- Stated task
Restate the soil degradation article between "The UCD conference" and "on the planet.", inclusive, substituting "event" for "conference".

- Supplied passage

Soil degradation as big a threat as climate change

Published by Niall Sargent on

December 5th, 2018

The widespread degradation of soil across the world is as big a threat to our existence as climate change, a leading environmentalist warned today.

Speaking at the Soils for Society conference at University College Dublin, the coordinator of the Environmental Pillar, Michael Ewing, called for greater protection of our depleted soils.

The UCD conference was held to mark World Soil Day, held annually to focus attention on soil and to advocate for the sustainable management of soil resources.

Soil degradation now affects about one-third of the global land area with widespread consequences including soil erosion, desertification, nutrient loss, and pollution.

Mr Ewing pointed to the absolute need to protect our soils if we are to have any hope of feeding a growing world population that was a mere 2.5 billion when he went to school, is now over 7 billion and is expected to reach more than 10 billion by 2050.

3rd anniversary – Sustainable Development Goals. Call to Leave No One Behind

SDGs and Soil

He told the audience that healthy soil is crucial to the delivery of the 17 Sustainable Development Goals (SDGS), such as protection for all life on land, as well as an end to human hunger and poverty on the planet.

“Soil is a vibrant living substance which is vital for life on Earth,” Mr Ewing said.

“Each and every one of us totally depends on the four or five inches of soil around the globe for our very existence and we share this space with an estimated 2 billion other species that also rely on it too.

“Looking after our precious soils as an integrated part of the delivery of the SDGs must be a priority for all governments, local, national and regional,” Mr Ewing said.

Edible soil dish to promote the People4Soil Campaign Photo: Niall Sargent

Edible soil dish to promote the 2017 People4Soil Campaign Photo: Niall Sargent


Mr Ewing also highlighted the People4Soil campaign last year that received great support across Ireland from citizens asking the EU for regulations to protect the soil.

- Supplied records
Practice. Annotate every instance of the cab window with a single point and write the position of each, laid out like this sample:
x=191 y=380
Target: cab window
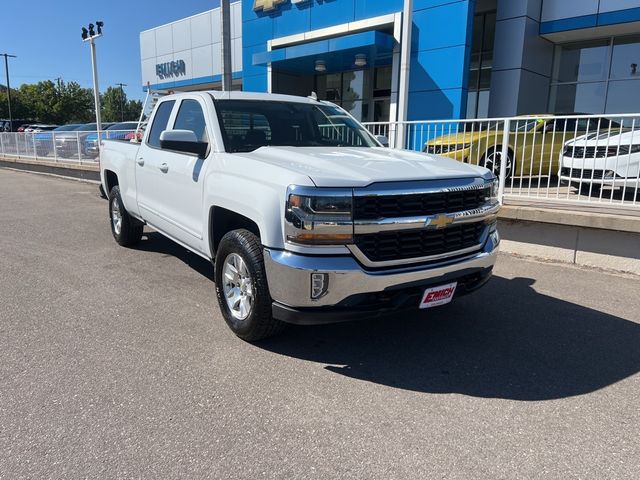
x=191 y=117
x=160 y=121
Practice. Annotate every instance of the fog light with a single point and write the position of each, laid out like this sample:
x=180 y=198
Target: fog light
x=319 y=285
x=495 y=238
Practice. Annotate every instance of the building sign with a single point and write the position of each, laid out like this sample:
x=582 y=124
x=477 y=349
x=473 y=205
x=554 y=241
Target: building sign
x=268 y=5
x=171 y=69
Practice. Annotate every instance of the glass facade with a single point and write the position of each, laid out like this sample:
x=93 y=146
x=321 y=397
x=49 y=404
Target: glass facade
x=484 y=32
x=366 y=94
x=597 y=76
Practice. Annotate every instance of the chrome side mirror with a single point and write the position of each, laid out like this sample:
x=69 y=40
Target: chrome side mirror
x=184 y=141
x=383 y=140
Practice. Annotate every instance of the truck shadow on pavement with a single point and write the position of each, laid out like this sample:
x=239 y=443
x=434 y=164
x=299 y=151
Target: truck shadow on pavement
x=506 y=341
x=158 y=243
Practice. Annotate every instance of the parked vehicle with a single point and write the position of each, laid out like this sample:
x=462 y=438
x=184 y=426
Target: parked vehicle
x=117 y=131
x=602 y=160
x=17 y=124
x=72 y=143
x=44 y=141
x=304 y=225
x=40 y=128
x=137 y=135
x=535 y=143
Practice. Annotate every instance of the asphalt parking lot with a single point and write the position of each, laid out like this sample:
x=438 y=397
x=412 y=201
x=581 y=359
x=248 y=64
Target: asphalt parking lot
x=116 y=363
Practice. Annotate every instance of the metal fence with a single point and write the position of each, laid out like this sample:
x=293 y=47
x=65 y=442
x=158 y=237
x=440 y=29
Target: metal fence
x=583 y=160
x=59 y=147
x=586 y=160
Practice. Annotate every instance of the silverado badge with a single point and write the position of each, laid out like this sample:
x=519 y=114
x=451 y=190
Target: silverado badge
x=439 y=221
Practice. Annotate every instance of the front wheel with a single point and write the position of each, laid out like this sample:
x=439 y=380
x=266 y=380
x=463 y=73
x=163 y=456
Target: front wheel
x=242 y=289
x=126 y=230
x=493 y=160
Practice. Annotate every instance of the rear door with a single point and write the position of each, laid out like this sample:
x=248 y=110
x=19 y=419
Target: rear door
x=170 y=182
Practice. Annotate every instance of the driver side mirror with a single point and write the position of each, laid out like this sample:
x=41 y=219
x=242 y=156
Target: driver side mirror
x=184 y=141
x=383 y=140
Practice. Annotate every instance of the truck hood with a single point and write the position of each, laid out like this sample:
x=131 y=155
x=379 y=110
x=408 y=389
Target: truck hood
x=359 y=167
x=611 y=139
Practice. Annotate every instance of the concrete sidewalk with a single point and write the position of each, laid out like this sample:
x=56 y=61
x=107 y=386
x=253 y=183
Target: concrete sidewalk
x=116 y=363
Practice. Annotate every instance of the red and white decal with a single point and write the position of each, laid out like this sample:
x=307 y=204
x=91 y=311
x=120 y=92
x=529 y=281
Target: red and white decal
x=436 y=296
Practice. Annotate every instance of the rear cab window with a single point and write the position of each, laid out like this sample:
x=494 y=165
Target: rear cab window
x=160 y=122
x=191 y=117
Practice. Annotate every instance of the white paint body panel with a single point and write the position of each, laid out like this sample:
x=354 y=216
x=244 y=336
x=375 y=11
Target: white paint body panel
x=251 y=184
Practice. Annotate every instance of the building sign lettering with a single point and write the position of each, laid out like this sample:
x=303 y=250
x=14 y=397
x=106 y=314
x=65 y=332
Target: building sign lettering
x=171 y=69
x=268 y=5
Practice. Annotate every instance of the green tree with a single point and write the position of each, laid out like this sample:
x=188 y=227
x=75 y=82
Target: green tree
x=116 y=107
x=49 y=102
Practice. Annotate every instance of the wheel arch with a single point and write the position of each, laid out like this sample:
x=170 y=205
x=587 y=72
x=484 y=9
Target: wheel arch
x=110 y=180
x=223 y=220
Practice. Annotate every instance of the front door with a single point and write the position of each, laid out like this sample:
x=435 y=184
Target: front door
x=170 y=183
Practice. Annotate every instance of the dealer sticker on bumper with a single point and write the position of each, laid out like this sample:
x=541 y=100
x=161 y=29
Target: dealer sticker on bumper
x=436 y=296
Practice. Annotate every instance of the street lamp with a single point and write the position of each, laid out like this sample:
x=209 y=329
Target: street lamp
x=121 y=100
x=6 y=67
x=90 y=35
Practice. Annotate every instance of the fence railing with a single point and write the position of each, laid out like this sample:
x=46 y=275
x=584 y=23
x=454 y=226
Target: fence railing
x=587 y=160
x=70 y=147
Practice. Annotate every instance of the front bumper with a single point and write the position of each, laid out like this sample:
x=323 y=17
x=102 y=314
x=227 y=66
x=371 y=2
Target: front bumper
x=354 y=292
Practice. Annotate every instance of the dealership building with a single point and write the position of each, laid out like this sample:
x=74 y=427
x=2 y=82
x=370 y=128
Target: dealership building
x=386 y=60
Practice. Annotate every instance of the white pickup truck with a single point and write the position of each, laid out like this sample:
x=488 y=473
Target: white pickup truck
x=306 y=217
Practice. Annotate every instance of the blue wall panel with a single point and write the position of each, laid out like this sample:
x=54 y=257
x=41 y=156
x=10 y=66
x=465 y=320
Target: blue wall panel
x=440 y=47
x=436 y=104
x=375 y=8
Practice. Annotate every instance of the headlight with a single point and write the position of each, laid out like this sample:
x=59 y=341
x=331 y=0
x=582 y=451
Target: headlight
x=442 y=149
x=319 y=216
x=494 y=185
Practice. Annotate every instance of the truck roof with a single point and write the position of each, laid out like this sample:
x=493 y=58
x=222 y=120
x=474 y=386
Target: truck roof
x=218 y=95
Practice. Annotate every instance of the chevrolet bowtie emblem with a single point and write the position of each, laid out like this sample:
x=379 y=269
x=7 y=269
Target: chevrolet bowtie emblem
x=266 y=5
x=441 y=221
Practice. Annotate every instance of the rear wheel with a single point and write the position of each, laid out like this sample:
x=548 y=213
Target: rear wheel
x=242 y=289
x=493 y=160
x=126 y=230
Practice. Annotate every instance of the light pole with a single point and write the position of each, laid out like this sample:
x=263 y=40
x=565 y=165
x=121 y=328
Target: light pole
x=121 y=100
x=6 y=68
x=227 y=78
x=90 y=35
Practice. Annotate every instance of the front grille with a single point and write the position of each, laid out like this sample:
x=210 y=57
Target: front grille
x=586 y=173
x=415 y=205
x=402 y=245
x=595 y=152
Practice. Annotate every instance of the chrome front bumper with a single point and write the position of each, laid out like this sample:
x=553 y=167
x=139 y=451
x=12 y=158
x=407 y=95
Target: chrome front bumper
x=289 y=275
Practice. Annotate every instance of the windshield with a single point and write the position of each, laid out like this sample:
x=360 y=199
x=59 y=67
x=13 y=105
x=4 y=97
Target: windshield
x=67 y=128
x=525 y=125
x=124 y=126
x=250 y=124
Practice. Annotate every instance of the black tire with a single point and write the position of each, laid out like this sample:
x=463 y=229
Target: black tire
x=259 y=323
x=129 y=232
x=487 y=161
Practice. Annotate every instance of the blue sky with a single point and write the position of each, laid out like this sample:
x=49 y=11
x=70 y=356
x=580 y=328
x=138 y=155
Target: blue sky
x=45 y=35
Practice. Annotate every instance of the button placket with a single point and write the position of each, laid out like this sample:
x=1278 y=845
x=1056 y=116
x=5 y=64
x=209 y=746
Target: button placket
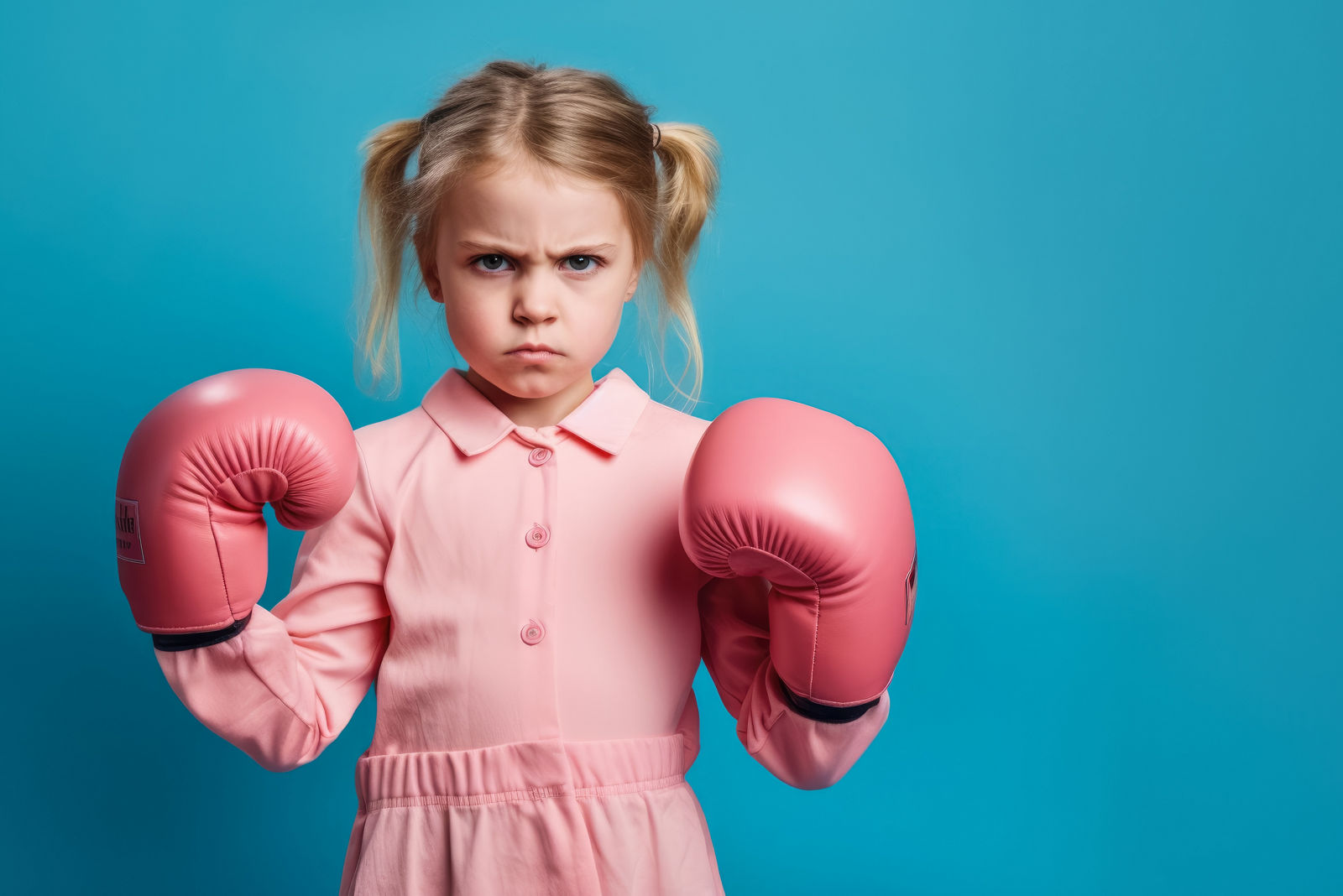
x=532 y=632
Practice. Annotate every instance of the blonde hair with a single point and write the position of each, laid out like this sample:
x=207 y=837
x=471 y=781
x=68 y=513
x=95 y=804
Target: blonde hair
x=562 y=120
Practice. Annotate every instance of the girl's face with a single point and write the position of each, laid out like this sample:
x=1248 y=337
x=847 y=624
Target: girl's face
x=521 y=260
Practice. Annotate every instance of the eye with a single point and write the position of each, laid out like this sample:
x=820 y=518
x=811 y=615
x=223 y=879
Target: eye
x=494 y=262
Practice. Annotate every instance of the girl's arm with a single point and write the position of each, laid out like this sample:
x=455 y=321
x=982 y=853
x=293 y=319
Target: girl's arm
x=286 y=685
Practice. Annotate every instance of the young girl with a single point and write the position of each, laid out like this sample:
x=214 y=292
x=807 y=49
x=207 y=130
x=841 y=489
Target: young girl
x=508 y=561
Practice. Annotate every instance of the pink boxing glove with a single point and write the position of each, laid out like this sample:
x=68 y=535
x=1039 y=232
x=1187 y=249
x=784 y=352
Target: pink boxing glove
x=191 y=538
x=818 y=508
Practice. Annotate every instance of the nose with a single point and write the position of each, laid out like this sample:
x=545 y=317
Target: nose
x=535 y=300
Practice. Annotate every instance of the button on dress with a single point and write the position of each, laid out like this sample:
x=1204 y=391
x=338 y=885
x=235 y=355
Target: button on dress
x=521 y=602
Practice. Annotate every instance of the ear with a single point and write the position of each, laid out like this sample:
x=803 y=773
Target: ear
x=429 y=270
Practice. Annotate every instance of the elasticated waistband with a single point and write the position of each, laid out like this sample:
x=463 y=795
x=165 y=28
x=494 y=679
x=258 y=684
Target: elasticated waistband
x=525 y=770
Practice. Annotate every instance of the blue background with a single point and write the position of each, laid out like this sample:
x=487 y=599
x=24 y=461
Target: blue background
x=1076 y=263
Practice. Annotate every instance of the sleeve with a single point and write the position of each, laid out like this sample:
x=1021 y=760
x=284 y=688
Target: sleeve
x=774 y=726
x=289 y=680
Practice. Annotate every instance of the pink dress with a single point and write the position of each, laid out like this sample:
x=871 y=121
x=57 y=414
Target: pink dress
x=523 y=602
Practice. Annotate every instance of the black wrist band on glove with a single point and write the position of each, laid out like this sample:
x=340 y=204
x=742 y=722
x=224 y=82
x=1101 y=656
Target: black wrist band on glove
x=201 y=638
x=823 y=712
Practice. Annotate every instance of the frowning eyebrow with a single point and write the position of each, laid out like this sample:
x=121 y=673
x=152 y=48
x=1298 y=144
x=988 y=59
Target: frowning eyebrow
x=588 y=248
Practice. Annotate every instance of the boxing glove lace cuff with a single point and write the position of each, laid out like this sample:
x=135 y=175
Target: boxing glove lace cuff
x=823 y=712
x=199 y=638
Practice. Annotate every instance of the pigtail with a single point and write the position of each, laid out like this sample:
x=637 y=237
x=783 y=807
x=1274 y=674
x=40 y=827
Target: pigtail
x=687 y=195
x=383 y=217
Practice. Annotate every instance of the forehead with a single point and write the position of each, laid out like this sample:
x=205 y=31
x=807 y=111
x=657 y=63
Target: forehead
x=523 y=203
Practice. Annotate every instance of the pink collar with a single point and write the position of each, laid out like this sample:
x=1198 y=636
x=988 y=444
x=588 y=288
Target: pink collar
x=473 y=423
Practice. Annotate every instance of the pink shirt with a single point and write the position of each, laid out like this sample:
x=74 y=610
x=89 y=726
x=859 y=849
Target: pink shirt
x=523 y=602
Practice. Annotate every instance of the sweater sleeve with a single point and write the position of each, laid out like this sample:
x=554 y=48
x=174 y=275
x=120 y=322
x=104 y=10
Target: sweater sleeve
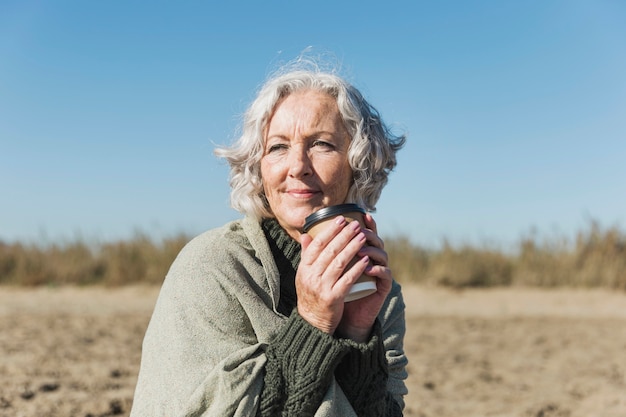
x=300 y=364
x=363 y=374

- Solution below
The UCD event was held to mark World Soil Day, held annually to focus attention on soil and to advocate for the sustainable management of soil resources.

Soil degradation now affects about one-third of the global land area with widespread consequences including soil erosion, desertification, nutrient loss, and pollution.

Mr Ewing pointed to the absolute need to protect our soils if we are to have any hope of feeding a growing world population that was a mere 2.5 billion when he went to school, is now over 7 billion and is expected to reach more than 10 billion by 2050.

3rd anniversary – Sustainable Development Goals. Call to Leave No One Behind

SDGs and Soil

He told the audience that healthy soil is crucial to the delivery of the 17 Sustainable Development Goals (SDGS), such as protection for all life on land, as well as an end to human hunger and poverty on the planet.